***** PROVIDED MATERIAL *****

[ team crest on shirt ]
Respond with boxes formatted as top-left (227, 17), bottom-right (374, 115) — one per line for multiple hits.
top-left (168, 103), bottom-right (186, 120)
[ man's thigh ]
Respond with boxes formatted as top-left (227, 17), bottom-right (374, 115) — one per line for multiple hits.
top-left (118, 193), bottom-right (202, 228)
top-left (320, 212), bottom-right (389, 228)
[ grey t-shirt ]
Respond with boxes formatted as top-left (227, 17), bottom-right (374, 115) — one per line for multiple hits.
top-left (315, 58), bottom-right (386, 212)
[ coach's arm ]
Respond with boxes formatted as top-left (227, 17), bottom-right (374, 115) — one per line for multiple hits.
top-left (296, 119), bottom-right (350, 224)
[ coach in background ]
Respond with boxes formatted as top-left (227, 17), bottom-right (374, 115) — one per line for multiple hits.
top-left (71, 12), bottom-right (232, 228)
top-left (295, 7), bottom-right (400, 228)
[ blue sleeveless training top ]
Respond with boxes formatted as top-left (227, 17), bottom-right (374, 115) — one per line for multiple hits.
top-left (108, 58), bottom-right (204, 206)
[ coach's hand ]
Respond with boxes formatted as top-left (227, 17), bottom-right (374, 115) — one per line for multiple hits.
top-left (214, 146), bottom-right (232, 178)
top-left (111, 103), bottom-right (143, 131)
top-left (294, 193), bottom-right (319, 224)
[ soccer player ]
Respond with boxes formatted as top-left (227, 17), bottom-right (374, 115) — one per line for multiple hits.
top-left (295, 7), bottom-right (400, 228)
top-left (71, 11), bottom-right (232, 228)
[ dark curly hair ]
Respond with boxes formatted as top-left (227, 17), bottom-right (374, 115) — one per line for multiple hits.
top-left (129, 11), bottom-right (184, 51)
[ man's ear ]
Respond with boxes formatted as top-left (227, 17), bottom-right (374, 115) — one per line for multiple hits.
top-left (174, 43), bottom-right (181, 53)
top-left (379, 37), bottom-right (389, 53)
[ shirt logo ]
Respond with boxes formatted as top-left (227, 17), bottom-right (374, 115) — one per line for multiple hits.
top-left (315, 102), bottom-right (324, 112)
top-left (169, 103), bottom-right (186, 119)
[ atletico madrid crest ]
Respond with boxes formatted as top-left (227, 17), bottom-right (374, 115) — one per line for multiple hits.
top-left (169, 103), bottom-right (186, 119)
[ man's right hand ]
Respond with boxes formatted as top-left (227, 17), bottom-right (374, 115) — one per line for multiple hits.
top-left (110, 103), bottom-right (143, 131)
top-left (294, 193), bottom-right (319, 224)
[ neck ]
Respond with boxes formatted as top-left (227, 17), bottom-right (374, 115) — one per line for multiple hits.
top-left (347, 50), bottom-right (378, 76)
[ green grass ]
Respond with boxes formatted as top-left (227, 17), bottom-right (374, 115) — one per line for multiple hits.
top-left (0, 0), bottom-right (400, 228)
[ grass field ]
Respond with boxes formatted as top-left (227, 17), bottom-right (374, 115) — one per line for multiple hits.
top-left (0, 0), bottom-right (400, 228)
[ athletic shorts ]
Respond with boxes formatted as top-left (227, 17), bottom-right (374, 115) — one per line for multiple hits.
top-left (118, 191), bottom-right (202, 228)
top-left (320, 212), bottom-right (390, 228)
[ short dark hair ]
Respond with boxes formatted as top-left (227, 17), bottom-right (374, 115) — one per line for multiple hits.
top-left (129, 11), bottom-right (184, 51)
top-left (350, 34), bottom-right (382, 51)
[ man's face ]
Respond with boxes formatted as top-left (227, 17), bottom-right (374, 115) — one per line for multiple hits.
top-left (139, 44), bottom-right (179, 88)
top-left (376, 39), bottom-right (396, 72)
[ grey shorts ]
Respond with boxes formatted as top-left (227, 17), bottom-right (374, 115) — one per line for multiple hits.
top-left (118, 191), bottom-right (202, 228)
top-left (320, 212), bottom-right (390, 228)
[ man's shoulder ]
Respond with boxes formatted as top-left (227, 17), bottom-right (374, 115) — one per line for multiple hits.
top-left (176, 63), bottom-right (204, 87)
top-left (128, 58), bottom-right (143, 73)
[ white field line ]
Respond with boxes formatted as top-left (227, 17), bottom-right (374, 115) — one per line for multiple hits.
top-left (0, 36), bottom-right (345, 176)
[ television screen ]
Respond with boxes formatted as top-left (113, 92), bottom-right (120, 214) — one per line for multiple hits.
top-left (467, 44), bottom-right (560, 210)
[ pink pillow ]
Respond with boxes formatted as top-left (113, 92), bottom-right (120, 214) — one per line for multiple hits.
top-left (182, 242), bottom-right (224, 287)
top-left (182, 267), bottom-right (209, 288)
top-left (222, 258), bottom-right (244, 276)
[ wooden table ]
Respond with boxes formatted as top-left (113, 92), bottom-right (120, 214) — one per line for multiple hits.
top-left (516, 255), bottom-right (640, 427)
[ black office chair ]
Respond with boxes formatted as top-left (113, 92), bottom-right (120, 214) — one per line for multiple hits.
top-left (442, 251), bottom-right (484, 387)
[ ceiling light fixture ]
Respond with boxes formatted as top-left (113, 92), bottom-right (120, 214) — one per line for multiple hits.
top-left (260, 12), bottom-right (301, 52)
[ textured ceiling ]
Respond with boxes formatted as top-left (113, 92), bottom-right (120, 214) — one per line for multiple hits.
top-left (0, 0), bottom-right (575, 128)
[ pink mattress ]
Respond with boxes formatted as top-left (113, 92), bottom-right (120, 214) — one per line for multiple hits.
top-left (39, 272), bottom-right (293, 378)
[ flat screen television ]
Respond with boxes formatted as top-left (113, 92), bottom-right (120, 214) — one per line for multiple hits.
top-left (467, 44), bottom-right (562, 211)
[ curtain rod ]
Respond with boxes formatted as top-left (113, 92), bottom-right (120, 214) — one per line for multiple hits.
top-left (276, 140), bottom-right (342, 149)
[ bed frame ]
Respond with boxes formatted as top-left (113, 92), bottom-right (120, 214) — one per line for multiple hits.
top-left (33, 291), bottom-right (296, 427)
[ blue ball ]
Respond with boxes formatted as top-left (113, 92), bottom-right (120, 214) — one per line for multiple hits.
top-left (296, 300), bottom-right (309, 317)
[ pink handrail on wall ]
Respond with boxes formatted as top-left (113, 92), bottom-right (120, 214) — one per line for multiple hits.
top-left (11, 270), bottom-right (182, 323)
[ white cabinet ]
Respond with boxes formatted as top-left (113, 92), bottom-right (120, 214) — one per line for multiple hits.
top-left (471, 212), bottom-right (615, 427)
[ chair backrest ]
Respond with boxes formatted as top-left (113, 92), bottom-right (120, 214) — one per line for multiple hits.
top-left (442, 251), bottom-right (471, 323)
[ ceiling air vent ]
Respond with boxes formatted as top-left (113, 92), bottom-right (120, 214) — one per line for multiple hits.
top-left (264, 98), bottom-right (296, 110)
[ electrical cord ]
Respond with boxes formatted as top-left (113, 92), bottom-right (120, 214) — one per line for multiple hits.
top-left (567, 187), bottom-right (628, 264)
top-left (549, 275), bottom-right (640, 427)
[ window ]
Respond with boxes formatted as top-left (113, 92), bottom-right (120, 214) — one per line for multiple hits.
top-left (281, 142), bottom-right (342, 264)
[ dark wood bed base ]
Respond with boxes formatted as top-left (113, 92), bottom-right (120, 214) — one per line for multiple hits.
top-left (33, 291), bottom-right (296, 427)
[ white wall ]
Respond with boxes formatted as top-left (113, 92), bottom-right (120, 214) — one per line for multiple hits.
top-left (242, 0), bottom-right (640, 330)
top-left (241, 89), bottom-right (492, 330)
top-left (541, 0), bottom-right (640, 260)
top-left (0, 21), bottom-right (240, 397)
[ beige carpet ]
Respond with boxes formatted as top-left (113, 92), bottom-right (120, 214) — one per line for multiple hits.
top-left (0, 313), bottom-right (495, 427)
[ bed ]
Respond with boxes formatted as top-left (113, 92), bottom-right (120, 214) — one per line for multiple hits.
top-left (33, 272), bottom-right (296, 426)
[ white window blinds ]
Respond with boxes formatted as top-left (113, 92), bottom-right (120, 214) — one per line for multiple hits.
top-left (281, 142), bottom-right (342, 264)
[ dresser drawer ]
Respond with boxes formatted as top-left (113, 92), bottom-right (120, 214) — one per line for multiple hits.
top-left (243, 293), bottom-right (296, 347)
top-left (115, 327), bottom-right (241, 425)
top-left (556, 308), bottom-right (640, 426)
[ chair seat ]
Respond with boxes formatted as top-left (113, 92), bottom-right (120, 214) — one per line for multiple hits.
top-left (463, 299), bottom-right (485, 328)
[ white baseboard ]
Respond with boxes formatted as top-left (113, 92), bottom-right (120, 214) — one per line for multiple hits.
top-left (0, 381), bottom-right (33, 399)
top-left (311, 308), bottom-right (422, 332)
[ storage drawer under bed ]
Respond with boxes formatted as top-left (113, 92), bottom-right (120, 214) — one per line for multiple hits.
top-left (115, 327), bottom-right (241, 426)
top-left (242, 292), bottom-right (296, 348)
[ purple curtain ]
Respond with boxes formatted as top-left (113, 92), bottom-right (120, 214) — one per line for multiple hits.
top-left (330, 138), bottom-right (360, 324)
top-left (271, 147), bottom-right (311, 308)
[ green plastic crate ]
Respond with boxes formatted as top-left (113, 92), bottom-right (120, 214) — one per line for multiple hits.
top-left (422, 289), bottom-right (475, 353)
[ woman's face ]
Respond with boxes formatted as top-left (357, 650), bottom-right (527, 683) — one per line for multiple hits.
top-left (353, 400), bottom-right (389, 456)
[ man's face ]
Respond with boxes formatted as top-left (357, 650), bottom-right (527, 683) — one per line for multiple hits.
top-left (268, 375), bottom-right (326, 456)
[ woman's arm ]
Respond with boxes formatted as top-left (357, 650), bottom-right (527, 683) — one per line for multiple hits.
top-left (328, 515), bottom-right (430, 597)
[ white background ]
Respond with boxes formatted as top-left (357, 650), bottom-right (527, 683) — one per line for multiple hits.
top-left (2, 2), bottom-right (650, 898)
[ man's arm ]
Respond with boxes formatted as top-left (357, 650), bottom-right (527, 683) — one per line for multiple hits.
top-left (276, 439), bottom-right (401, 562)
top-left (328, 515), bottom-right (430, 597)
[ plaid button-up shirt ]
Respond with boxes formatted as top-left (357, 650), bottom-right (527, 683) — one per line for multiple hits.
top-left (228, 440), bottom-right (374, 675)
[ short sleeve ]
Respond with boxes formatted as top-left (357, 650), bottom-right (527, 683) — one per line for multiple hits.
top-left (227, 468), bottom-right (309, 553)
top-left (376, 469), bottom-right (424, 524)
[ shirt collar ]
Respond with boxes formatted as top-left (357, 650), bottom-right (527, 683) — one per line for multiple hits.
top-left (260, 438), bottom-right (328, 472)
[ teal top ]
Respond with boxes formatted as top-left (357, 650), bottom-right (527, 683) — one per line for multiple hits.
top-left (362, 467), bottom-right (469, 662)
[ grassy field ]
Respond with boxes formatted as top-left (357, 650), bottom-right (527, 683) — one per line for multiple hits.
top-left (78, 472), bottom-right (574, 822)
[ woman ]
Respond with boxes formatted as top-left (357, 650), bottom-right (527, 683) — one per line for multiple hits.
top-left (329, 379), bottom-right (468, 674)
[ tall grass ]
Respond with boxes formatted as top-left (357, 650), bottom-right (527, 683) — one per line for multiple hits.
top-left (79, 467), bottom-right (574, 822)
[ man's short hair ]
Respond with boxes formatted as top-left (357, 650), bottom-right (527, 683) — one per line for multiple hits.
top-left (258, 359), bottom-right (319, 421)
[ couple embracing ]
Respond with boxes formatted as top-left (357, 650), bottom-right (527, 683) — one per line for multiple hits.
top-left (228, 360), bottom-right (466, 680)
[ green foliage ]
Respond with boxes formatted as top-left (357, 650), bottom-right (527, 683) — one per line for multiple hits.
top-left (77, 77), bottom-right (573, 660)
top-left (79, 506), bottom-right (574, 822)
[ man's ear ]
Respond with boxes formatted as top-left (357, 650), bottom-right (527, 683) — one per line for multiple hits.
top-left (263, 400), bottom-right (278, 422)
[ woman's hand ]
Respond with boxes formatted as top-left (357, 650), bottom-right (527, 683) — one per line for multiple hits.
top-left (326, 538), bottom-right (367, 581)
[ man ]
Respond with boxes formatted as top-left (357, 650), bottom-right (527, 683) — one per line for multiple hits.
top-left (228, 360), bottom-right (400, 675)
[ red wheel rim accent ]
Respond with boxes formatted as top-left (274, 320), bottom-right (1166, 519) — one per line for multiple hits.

*****

**JOB**
Find the line with "[ tall grass ]" in the listing above, then write out that line and each remaining line exactly, with no other text.

**EXERCISE RESPONSE**
[ tall grass ]
Respond with boxes formatted as top-left (357, 650), bottom-right (527, 683) — one per line for multiple hits.
top-left (79, 467), bottom-right (574, 822)
[ man's short hair ]
Respond with boxes formatted as top-left (357, 650), bottom-right (527, 683) — one per line for multiple hits.
top-left (258, 359), bottom-right (319, 421)
[ couple embracing ]
Respond with boxes formatted as top-left (357, 650), bottom-right (527, 683) — one per line for multiple hits.
top-left (228, 360), bottom-right (466, 680)
[ green foliage ]
Respond with boxes formatted as top-left (357, 650), bottom-right (527, 683) — one per line for multiple hits.
top-left (77, 77), bottom-right (573, 660)
top-left (79, 506), bottom-right (574, 822)
[ man's ear ]
Respond with boxes formatted as top-left (357, 650), bottom-right (527, 683) — one per line for multiple hits.
top-left (263, 400), bottom-right (278, 422)
[ woman's hand ]
Respond with boxes formatted as top-left (357, 650), bottom-right (527, 683) — one per line for multiple hits.
top-left (326, 538), bottom-right (367, 581)
[ man ]
Respond with boxes formatted as top-left (357, 650), bottom-right (527, 683) — one per line for multiple hits.
top-left (228, 360), bottom-right (400, 675)
[ red wheel rim accent ]
Respond with boxes formatted as top-left (274, 320), bottom-right (1166, 519) — one per line for multiple hits.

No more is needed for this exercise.